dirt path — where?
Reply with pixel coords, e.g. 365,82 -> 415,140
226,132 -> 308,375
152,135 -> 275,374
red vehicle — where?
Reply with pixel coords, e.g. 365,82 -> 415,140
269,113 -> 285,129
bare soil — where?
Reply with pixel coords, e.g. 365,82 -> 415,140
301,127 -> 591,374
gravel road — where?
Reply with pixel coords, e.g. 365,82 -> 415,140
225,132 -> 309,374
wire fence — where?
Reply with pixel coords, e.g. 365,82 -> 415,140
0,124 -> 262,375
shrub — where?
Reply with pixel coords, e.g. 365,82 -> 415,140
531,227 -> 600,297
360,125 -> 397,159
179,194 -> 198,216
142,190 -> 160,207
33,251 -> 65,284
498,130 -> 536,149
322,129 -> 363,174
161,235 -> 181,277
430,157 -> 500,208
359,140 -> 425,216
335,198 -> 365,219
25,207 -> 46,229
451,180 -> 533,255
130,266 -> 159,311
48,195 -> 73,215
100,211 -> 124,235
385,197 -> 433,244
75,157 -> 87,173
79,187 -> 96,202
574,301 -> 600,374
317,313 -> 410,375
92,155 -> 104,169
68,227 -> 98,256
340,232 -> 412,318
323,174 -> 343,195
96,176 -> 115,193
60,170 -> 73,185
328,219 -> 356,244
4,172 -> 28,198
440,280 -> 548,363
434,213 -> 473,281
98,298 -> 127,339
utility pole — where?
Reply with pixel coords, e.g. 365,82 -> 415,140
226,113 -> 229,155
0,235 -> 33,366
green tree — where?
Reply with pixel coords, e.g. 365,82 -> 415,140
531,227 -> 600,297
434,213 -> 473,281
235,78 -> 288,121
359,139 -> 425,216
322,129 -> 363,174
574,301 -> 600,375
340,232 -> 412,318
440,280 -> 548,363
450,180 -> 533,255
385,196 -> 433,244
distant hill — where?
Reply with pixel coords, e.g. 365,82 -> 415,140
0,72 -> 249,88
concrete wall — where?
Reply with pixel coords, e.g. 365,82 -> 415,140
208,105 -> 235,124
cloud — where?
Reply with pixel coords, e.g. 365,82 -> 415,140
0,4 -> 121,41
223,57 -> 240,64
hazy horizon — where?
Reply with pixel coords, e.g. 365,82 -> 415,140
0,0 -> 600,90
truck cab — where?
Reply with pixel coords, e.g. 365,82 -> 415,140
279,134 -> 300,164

- _Set task_
Repeat, unchanged, the part of the rows that opens with the line containing "distant hill — where?" and runs to the end of the rows.

- _Output_
distant hill — where?
Reply with pixel coords, e.g. 365,82 -> 415,140
0,72 -> 249,88
concrete wall — where?
Reply with pixel coords, e.g. 365,82 -> 415,140
208,105 -> 235,124
cloud — where?
Reply with pixel coords, e.g. 365,82 -> 415,140
0,4 -> 121,41
223,57 -> 240,64
hazy horizon — where?
Reply with pixel coords, e.g. 365,82 -> 415,140
0,0 -> 600,90
truck cab — where?
Reply with pixel coords, e.g. 365,82 -> 415,140
279,134 -> 300,164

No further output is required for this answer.